> **Data shown**
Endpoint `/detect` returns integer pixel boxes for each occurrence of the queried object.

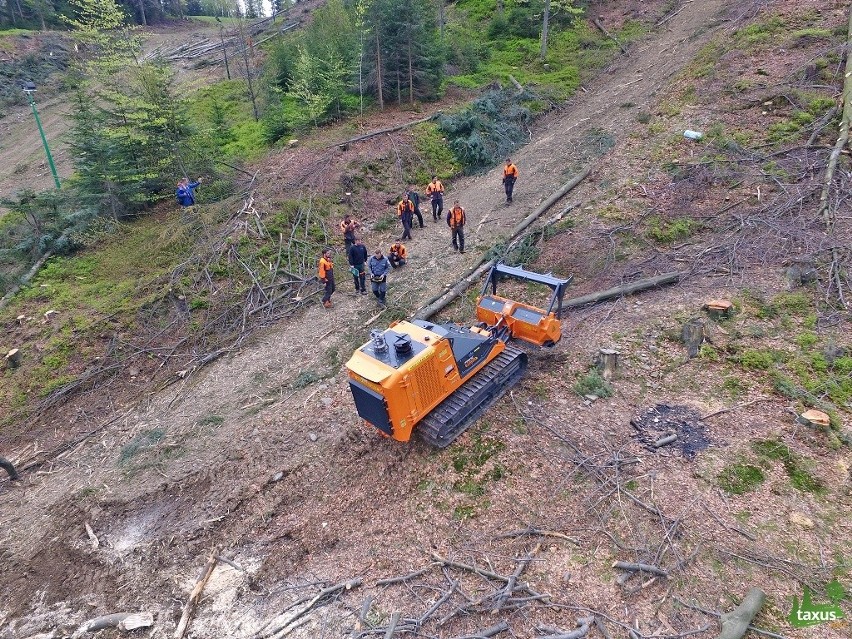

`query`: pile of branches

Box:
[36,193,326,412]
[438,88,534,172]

--

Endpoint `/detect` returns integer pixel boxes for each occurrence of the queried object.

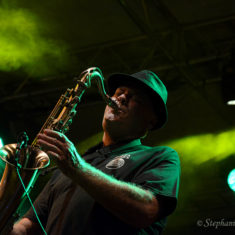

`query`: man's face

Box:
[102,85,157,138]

> **Aim of the task**
In the records above, which lines hold the string "query"? Copy each one.

> **Result**
`query`: pile of branches
`query`: man's face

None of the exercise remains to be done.